→ **What is required**: Your whole answer should be the number of lines in the material below that include the word "pants".

→ **Material for this task**:

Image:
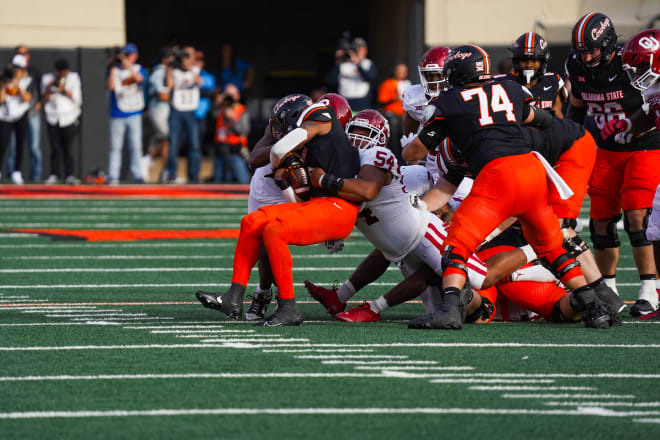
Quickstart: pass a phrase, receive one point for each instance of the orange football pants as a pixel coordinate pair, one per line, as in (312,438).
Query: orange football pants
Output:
(575,167)
(508,186)
(535,296)
(278,226)
(623,181)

→ **Answer space**: 2